[Text segment]:
* begin *

Columbia_Capstone-KPMG

Project Organization

Columbia_Capstone-KPMG/
│── configs/                 
│   └── ingest_parse.yaml       # Config files (parameters for pipelines)
│
│── data/                      
│   ├── raw/                    # Raw input documents (NEVER commit to git)
│   ├── processed/              # Outputs generated by parsing/processing
│
│── docker/                      
│   ├── .env.example            # Template for env variables (Neo4j credentials and configs)
│   ├── docker-compose.yml      # Compose file to spin up Neo4j container
│
│── docs/                       # Notes, research findings, design docs
│
│── scripts/                    # CLI entry scripts (team runs these)
│   └── do_asterisk_chunking.py
│   └── do_fix_size_chunking.py
│   └── do_semantic_chunking.py
│   ├── doc_converter.py
│   └── ingest_graph.py
│   └── ingestion_parse.py
│   └── reset_graph.py
│   └── test_neo4j.py
│
│── src/                        # Core source code (modularized)

* end *

[Source data]:
* begin *

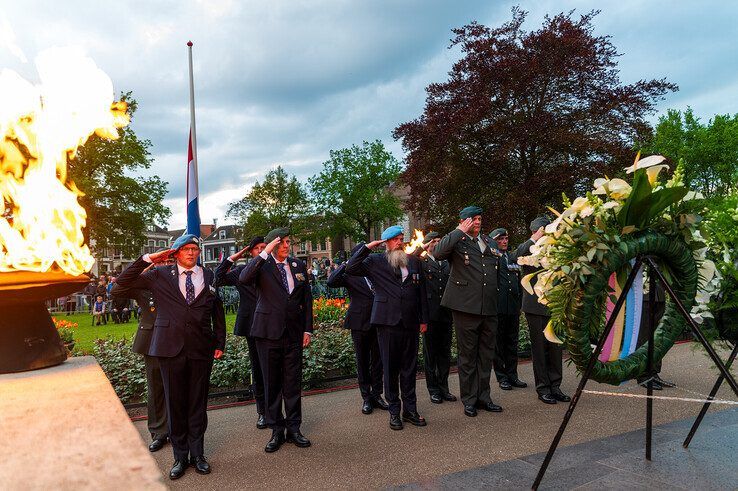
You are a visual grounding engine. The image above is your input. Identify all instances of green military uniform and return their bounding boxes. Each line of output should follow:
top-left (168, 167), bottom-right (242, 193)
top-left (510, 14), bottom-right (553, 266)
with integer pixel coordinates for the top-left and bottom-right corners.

* end *

[Task A]: In the project layout, rewrite the block that begins "│── scripts/" as a short plain list, keeping what the folder is for and every script it holds.
[Task B]: Carry the project layout forward from its last line, in the same tree style.

[Exercise answer A]:
scripts/ holds the command-line entry scripts that the team runs:
- do_asterisk_chunking.py
- do_fix_size_chunking.py
- do_semantic_chunking.py
- doc_converter.py
- ingest_graph.py
- ingestion_parse.py
- reset_graph.py
- test_neo4j.py

[Exercise answer B]:
│   ├── doc_2_docx/             # Conversion logic (.doc → .docx; Windows-dependent)
│   │   └── ...
│   │
│   ├── healthcare_rag_llm/     # Main package
│   │   ├── doc_parsing/        # Parsing PDF/Docx (tables, watermarks, images)
│   │   │   └── ...
│   │   │
│   │   ├── chunking/           # Text splitting strategies
│   │   │   └── ...
│   │   │
│   │   ├── embedding/          # Embedding models
│   │   │   └── ...
│   │   │
│   │   ├── graph_builder/      # Knowledge Graph builder (refer to README.md for usage note)
│   │   │   └── ...
│   │   │
│   │   ├── pipelines/          # Orchestrated workflows (end-to-end)
│   │   │   └── ...
│   │   │
│   │   ├── utils/              # Helper functions (I/O, logging, common tools)
│   │   │   └── ...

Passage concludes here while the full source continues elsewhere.